Below are some records. Copy word for word the lines from the line that contains "identify the chandelier" to the line that contains "[[140, 286, 223, 372]]", including both of those lines, and nothing else.

- - -

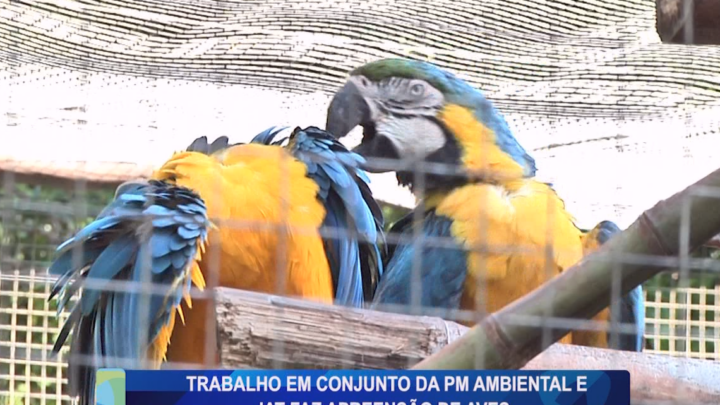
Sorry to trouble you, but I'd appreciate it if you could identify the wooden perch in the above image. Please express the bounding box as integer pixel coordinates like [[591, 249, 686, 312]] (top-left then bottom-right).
[[216, 288, 720, 404]]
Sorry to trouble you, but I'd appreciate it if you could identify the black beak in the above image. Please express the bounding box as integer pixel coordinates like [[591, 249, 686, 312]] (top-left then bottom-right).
[[325, 81, 370, 138]]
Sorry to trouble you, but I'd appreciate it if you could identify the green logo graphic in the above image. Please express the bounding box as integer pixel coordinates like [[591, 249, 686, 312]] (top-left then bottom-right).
[[95, 368, 125, 405]]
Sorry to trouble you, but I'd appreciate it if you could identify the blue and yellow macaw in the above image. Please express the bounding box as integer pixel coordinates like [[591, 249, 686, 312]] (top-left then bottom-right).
[[327, 59, 644, 350], [49, 127, 384, 404]]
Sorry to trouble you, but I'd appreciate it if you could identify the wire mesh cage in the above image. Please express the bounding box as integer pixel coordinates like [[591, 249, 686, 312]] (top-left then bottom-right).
[[0, 0, 720, 405]]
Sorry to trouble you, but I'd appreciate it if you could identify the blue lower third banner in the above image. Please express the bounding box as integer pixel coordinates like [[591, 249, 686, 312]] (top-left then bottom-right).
[[96, 369, 630, 405]]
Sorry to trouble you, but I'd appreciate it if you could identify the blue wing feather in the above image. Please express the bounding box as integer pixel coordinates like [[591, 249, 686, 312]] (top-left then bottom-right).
[[49, 179, 208, 405], [596, 221, 645, 352], [372, 210, 467, 312]]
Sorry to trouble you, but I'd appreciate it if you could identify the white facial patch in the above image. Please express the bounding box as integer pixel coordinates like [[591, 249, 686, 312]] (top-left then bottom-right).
[[375, 116, 445, 159]]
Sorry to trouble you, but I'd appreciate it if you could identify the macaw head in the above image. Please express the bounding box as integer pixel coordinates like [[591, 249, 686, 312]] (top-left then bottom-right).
[[326, 59, 535, 192]]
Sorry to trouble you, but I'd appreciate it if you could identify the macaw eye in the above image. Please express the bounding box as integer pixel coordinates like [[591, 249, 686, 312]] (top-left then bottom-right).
[[410, 83, 425, 97]]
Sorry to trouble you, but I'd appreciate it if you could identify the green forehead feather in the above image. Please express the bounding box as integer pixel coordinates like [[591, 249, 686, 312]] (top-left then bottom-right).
[[350, 58, 484, 103], [350, 58, 455, 92]]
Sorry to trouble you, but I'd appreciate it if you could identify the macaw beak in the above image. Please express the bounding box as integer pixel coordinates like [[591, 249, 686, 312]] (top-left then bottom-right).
[[325, 81, 370, 138]]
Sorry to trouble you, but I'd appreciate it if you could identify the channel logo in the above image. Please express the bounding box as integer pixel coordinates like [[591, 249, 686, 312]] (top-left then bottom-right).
[[95, 368, 125, 405]]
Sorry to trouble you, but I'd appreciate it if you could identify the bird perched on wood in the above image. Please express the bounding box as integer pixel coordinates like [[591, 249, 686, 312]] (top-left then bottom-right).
[[327, 59, 644, 350], [49, 127, 384, 404]]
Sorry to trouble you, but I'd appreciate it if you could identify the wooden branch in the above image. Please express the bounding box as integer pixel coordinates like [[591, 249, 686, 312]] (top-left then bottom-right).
[[655, 0, 720, 45], [216, 288, 720, 403], [414, 169, 720, 370]]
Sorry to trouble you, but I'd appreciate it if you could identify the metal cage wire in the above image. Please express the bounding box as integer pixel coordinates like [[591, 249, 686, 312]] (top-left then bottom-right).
[[0, 0, 720, 405]]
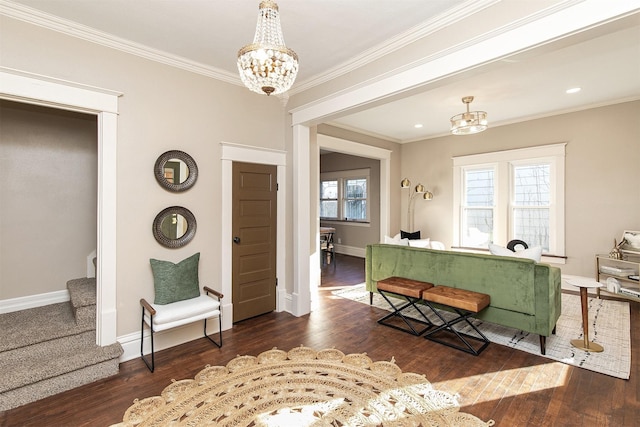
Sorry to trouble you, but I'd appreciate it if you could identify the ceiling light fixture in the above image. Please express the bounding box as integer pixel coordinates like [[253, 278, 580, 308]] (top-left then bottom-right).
[[238, 0, 298, 95], [451, 96, 489, 135]]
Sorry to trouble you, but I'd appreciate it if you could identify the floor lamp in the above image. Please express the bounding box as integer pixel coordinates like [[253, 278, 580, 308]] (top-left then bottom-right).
[[400, 178, 433, 233]]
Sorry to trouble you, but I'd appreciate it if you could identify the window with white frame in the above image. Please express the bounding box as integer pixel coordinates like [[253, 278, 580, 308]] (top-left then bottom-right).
[[453, 144, 565, 256], [320, 169, 369, 222]]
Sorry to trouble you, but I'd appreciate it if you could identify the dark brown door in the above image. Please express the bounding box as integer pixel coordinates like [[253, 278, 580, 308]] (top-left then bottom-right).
[[232, 162, 278, 322]]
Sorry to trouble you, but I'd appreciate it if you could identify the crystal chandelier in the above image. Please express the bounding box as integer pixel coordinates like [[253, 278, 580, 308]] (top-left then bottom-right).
[[451, 96, 489, 135], [238, 0, 298, 95]]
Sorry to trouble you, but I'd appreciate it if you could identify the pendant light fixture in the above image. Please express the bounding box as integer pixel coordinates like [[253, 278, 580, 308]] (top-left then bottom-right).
[[238, 0, 298, 95], [451, 96, 489, 135]]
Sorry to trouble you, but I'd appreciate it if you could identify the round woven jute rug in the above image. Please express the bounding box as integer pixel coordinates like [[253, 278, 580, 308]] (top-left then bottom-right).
[[115, 346, 494, 427]]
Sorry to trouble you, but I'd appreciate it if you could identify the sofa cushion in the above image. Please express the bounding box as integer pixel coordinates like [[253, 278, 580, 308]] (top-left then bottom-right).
[[400, 230, 420, 240], [489, 243, 542, 262], [383, 235, 409, 246], [145, 295, 220, 332], [150, 252, 200, 305], [409, 239, 431, 248]]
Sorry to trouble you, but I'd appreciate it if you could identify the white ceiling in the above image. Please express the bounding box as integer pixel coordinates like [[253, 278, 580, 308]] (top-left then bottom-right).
[[6, 0, 640, 142]]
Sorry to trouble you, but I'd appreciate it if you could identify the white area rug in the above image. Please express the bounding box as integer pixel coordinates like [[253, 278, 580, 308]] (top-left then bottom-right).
[[333, 284, 631, 379]]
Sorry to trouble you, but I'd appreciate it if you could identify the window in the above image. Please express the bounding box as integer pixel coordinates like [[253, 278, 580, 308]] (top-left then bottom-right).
[[320, 169, 369, 222], [453, 144, 565, 255]]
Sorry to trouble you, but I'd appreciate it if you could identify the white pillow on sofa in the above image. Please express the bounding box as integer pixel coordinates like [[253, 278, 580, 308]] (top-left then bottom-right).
[[384, 234, 409, 246], [489, 243, 542, 262], [409, 238, 431, 249]]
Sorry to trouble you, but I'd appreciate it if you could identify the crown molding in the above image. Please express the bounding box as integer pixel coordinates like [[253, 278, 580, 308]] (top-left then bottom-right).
[[288, 0, 500, 95], [0, 0, 243, 86]]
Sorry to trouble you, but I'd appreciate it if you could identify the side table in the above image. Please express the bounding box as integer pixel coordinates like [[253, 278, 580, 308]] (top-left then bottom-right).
[[564, 276, 604, 353]]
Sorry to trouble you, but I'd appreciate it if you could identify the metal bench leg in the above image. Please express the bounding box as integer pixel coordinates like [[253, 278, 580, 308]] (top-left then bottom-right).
[[204, 313, 222, 348], [424, 300, 490, 356], [378, 290, 433, 336], [140, 308, 156, 372]]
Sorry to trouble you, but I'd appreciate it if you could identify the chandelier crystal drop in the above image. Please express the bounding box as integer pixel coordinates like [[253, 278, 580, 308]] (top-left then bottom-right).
[[238, 0, 298, 95], [451, 96, 489, 135]]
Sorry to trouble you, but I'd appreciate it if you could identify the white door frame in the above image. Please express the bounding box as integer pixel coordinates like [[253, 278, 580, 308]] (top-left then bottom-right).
[[0, 67, 122, 346]]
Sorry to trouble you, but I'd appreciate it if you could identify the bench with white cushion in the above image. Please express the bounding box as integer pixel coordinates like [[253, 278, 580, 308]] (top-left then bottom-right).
[[140, 286, 223, 372]]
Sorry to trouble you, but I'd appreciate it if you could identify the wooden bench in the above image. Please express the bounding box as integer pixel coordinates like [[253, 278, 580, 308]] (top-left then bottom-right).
[[421, 286, 491, 356], [377, 276, 433, 335]]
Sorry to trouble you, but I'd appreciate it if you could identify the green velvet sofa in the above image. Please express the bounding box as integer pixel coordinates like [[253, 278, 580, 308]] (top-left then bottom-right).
[[366, 244, 561, 354]]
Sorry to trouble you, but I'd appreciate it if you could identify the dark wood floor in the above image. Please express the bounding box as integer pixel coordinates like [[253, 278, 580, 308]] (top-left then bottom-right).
[[0, 257, 640, 426]]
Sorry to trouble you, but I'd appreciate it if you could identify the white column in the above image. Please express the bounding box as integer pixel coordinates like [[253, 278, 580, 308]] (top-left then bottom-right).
[[292, 125, 312, 316]]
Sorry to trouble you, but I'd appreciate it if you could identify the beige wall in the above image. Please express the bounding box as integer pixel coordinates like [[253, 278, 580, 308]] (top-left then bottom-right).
[[0, 101, 97, 300], [402, 101, 640, 276], [0, 17, 289, 336]]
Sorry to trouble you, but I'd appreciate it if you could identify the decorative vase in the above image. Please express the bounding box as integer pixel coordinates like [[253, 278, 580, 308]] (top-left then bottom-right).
[[609, 239, 622, 259]]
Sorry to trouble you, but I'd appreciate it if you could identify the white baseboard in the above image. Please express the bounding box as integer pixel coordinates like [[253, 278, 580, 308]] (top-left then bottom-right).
[[0, 289, 70, 313], [335, 244, 366, 258]]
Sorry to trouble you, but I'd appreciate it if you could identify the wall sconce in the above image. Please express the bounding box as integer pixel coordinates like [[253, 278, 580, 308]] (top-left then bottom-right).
[[400, 178, 433, 233]]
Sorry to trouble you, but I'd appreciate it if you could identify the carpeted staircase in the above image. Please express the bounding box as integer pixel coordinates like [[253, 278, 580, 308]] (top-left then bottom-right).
[[0, 278, 123, 411]]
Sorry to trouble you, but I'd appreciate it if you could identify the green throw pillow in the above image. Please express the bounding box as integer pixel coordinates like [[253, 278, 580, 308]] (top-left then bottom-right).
[[149, 252, 200, 305]]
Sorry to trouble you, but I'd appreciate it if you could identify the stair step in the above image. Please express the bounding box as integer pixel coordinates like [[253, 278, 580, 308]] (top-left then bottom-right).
[[0, 358, 119, 413], [67, 277, 96, 327], [0, 331, 122, 393], [0, 302, 95, 357]]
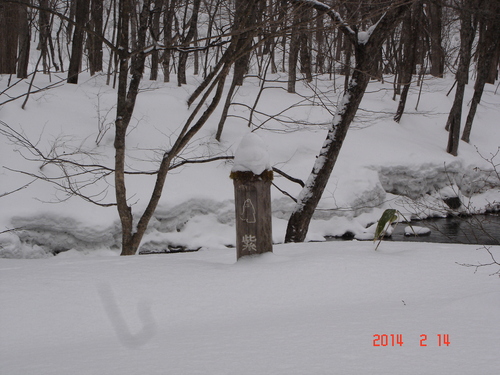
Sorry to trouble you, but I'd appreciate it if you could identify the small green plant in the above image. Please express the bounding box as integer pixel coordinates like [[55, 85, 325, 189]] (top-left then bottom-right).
[[373, 208, 417, 250]]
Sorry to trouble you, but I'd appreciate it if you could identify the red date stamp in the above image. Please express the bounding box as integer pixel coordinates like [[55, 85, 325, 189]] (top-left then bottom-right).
[[373, 333, 450, 346]]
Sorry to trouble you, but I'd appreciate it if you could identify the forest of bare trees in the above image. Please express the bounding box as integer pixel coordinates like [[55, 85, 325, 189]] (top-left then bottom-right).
[[0, 0, 500, 255]]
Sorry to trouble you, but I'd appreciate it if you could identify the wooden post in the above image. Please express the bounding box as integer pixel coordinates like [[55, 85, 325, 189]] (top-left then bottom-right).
[[231, 170, 273, 259]]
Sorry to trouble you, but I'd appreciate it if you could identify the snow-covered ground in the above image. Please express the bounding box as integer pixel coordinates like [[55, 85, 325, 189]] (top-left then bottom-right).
[[0, 70, 500, 375], [0, 75, 500, 257]]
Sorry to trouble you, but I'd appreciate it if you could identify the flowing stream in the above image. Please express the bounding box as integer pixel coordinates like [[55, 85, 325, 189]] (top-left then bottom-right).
[[328, 214, 500, 245]]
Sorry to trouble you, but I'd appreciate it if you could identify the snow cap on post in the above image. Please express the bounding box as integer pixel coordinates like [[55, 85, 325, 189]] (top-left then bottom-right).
[[231, 133, 272, 176]]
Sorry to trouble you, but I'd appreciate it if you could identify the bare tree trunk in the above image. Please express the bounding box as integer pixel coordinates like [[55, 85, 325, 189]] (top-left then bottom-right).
[[162, 0, 177, 82], [88, 0, 103, 75], [299, 9, 312, 82], [149, 0, 163, 81], [394, 1, 422, 122], [315, 9, 325, 74], [67, 0, 90, 84], [114, 0, 149, 255], [16, 0, 31, 78], [285, 1, 406, 242], [426, 1, 444, 78], [446, 0, 476, 156], [177, 0, 201, 86], [287, 7, 300, 94], [462, 3, 500, 143]]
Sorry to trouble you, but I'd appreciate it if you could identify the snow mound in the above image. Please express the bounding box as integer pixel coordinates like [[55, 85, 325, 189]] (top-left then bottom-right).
[[232, 133, 271, 175]]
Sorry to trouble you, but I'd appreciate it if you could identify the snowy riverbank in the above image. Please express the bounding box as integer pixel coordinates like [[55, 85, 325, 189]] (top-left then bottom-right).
[[0, 72, 500, 258]]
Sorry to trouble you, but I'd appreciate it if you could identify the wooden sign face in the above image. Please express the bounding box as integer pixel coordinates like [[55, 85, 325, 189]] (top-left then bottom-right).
[[234, 179, 273, 259]]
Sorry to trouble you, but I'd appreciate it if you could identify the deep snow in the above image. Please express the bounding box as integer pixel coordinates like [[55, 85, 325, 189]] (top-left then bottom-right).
[[0, 70, 500, 257], [0, 241, 500, 375]]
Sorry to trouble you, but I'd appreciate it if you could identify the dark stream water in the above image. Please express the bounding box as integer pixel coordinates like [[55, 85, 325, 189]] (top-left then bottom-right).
[[389, 215, 500, 245], [330, 214, 500, 245]]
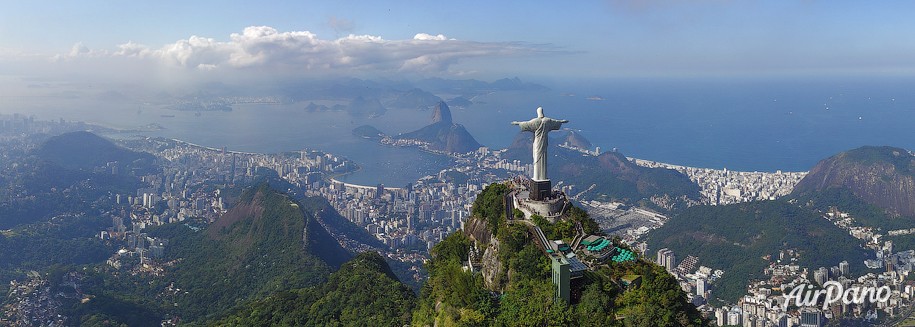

- - -

Complete output
Sorry to trouble you, but I'd appreciate it if you could identify the chandelier crystal drop in the above image. Please express the bounding box as integer pixel coordinates like [[253, 278, 580, 308]] (top-left then bottom-right).
[[238, 0, 298, 95], [451, 96, 489, 135]]
Sorry to trouble you, but I'd appreciate it if you could identify the white door frame in the above image. Please express the bounding box as integer pixel coordinates like [[253, 278, 580, 308]] (top-left then bottom-right).
[[0, 67, 122, 346]]
Sorry to trouble you, but I'd appreciate it if you could identify the bench with white cushion in the above image. Please express the bounding box as integer pixel coordinates like [[253, 278, 580, 308]] (top-left then bottom-right).
[[140, 286, 223, 372]]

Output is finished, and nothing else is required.